→ Try it: Within the material below, count how many lines contain "spire". Answer with only that number.

→ Records provided:
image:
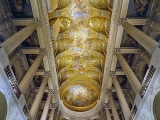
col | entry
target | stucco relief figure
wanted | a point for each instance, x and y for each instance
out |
(142, 8)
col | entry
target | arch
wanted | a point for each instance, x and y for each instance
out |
(3, 107)
(156, 106)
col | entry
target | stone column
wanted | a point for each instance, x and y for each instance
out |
(46, 107)
(133, 80)
(27, 79)
(113, 107)
(38, 99)
(51, 114)
(147, 42)
(14, 41)
(3, 25)
(108, 114)
(121, 98)
(146, 57)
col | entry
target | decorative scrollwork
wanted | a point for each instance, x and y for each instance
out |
(117, 50)
(109, 91)
(53, 105)
(106, 105)
(112, 73)
(51, 91)
(37, 20)
(47, 74)
(121, 20)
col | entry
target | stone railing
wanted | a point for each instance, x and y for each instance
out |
(26, 112)
(12, 80)
(133, 112)
(147, 81)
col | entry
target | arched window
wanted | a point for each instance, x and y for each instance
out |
(3, 107)
(156, 106)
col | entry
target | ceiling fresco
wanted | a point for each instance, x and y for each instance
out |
(138, 8)
(80, 50)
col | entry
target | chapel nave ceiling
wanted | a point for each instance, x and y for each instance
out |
(80, 50)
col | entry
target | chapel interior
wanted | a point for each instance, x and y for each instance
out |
(79, 59)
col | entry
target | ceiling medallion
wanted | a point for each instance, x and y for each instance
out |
(80, 51)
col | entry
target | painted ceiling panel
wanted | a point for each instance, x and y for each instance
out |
(80, 50)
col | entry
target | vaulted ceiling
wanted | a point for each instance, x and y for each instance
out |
(80, 50)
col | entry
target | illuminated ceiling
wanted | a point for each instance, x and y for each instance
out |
(80, 50)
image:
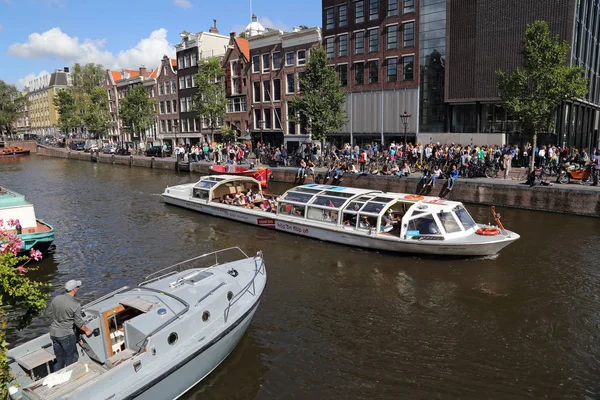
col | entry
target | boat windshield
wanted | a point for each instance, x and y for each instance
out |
(204, 184)
(297, 196)
(464, 217)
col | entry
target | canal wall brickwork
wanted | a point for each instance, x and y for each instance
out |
(569, 199)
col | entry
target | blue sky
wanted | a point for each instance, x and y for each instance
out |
(37, 36)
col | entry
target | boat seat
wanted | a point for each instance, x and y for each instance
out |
(118, 358)
(30, 361)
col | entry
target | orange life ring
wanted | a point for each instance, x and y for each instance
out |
(488, 231)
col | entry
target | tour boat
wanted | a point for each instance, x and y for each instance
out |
(14, 151)
(152, 341)
(35, 233)
(356, 217)
(261, 174)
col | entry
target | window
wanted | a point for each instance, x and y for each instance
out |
(291, 85)
(343, 15)
(359, 42)
(266, 90)
(256, 89)
(392, 8)
(343, 45)
(359, 73)
(359, 11)
(329, 18)
(276, 60)
(277, 121)
(408, 29)
(276, 90)
(289, 58)
(373, 9)
(392, 69)
(373, 40)
(373, 71)
(329, 48)
(267, 118)
(343, 74)
(392, 37)
(408, 68)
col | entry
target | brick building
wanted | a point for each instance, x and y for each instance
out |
(374, 47)
(277, 60)
(192, 49)
(237, 67)
(168, 103)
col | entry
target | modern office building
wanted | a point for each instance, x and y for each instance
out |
(485, 36)
(193, 48)
(374, 47)
(43, 115)
(278, 59)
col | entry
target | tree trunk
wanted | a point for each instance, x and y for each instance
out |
(533, 146)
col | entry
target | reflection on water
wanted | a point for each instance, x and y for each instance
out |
(337, 322)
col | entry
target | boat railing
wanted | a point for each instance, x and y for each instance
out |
(196, 262)
(259, 269)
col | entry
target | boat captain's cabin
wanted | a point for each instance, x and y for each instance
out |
(375, 211)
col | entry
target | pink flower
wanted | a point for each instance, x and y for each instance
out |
(35, 254)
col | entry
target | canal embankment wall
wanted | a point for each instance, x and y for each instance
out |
(568, 199)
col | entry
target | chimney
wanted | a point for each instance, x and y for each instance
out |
(214, 27)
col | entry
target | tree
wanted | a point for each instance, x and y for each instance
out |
(84, 79)
(97, 116)
(210, 101)
(12, 103)
(137, 111)
(68, 117)
(321, 98)
(20, 297)
(533, 92)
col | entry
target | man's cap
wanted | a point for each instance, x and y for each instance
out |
(72, 284)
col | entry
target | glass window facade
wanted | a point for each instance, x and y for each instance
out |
(432, 60)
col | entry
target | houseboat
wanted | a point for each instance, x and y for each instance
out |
(152, 341)
(34, 233)
(357, 217)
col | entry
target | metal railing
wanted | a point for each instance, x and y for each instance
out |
(175, 268)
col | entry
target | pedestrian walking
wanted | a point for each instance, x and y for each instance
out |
(65, 312)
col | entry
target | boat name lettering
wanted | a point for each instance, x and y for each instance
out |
(292, 228)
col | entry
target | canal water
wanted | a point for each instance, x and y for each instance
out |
(338, 322)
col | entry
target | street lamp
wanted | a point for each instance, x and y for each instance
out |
(404, 118)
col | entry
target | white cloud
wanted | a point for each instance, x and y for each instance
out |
(24, 81)
(183, 3)
(56, 44)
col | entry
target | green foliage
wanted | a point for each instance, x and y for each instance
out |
(321, 98)
(210, 101)
(97, 116)
(21, 299)
(11, 106)
(68, 117)
(532, 92)
(137, 111)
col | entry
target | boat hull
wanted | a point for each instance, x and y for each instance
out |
(41, 241)
(347, 235)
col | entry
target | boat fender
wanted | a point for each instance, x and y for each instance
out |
(488, 231)
(233, 272)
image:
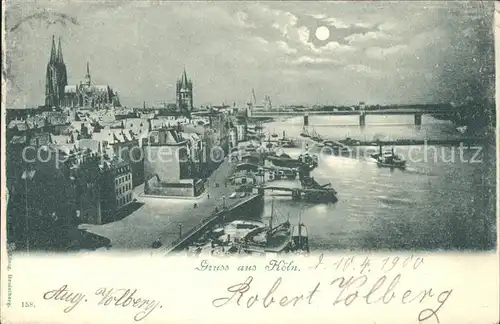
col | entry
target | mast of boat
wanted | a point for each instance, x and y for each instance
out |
(300, 229)
(271, 218)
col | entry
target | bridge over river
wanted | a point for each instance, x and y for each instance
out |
(361, 113)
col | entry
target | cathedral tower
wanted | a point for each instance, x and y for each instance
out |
(184, 94)
(56, 77)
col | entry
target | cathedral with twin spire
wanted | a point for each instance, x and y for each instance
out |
(85, 94)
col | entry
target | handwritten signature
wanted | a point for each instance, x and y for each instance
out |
(347, 291)
(110, 297)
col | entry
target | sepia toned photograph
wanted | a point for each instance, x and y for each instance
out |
(249, 128)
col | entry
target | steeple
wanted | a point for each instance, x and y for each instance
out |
(53, 55)
(87, 76)
(59, 52)
(184, 82)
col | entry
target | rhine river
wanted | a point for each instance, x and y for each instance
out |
(440, 202)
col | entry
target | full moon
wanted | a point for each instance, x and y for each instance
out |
(322, 33)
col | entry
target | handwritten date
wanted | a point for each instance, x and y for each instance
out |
(365, 264)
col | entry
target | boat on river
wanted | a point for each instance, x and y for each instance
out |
(285, 142)
(337, 147)
(272, 239)
(305, 132)
(316, 137)
(388, 159)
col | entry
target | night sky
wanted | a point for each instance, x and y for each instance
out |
(380, 53)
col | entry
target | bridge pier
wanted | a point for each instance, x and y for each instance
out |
(418, 119)
(362, 118)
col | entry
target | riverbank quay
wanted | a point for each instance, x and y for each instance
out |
(167, 220)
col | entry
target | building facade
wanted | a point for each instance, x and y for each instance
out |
(116, 188)
(184, 94)
(89, 95)
(170, 165)
(56, 77)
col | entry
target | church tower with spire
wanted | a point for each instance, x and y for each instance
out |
(56, 77)
(184, 94)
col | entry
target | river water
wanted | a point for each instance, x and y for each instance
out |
(444, 200)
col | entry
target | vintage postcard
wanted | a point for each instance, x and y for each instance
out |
(227, 162)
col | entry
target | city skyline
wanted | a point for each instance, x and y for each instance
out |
(389, 53)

→ Response to the task: 2